Задания
(A) Почему, судя по отрывку об Академии и Таганроге, автор не хотел упустить шанс участвовать в изучении городской жизни? Ответьте в одном–трех предложениях.
(B) Сколько вопросов было в анкете, согласно отрывку об Академии и Таганроге?
(C) Перепишите из отрывка об Академии и Таганроге фрагмент, начиная со слов "Частная жизнь на берегу" и до слов "никто уже не строит." включительно.

Отрывок из источника

************

Так меня занесло попутным ветром в идеологический центр КПСС, где латалась и штопалась теоретическая основа нашего социализма. Упустить шанс участия в изучении живой ткани городской жизни? Ведь это означало еще и искомую тему диссертации и возможность ее защиты пусть не во ВГИКе, так в Академии. Какая разница? И для семьи прибыток: зятя можно уже как-то показывать людям…

Академия – большое серое здание, расположенное на Садовом кольце. Торжественная тишина широких коридоров, красные дорожки, большие кабинеты, тихая библиотека со спецхраном, концертно-зрительный зал, спецстоловая и общежитие для аспирантов из горкомов партии – все за высоким забором. Справа зоопарк, слева планетарий. Хорошее соседство. Готовимся к выезду в поле.

Кафедра идеологической работы АОН при ЦК КПСС. Слева от меня Юрий Любашевский. Какие вдумчивые, интеллигентные лица…

В поле мы пробыли почти два года с перерывами. Володя Малинин – математик, за ним выборка для анкетного опроса и обработка данных на перфокартах огромных счетных машин Института социологии. Мы – это анкета из 80 вопросов, анализ статистики, местной прессы, местного телевидения, кассы фильмов, читательские абонементы городской библиотеки, репертуар и посещаемость местного драмтеатра им. Чехова, газетные киоски. Госкомпечать сообщает: город получает на все эти киоски три номера «Нового мира»… Еще шесть человек его выписывают. Инопланетяне Таганрога…

Сытый «средний город» Таганрог у южного моря. Мы дышали степными запахами, морским воздухом этого города, прислушивались к его неторопливым ритмам. Знакомились с людьми на улицах, на пляжах, в магазинах. Ловили пульс. Погружение в сонный быт приморского города постепенно усыпляло и нас беспечным провинциализмом, которому неизвестны столичные идейные страсти, ожесточенные интеллигентские споры на кухне.

Частная жизнь на берегу теплого моря важней работы и пятилетних планов. Это не измеришь, но по всему чувствовалось. Люди здесь живут в основном в частном секторе, большими семьями и за высокими заборами – полугород, полудеревня. Машин мало, улицы днем пустынны. Во дворах, однако, злые собаки, у причалов – собственные шаланды. Народ промышляет азовской рыбой и парниковыми овощами. Можно сказать, трудовые куркули. Не бедствуют. Их такой полурыночный социализм вполне устраивает. Горком КПСС на эти частнособственнические проявления смотрит сквозь пальцы. Первое умозаключение: коммунизм здесь никто уже не строит.

************

Записанные данные
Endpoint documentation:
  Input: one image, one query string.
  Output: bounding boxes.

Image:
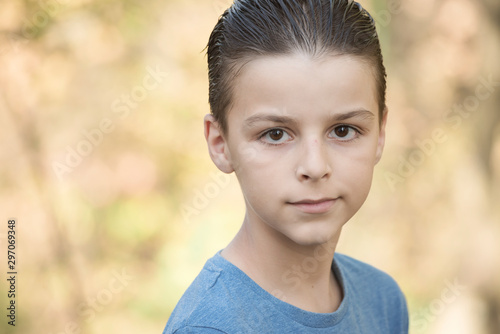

************

Решения заданий
(A) Участие давало искомую тему диссертации и возможность защитить ее, если не во ВГИКе, то в Академии. Кроме того, это шло на пользу семье: зятя уже можно было как-то показывать людям.

(B) В анкете было 80 вопросов.

(C)
Частная жизнь на берегу теплого моря важней работы и пятилетних планов. Это не измеришь, но по всему чувствовалось. Люди здесь живут в основном в частном секторе, большими семьями и за высокими заборами – полугород, полудеревня. Машин мало, улицы днем пустынны. Во дворах, однако, злые собаки, у причалов – собственные шаланды. Народ промышляет азовской рыбой и парниковыми овощами. Можно сказать, трудовые куркули. Не бедствуют. Их такой полурыночный социализм вполне устраивает. Горком КПСС на эти частнособственнические проявления смотрит сквозь пальцы. Первое умозаключение: коммунизм здесь никто уже не строит.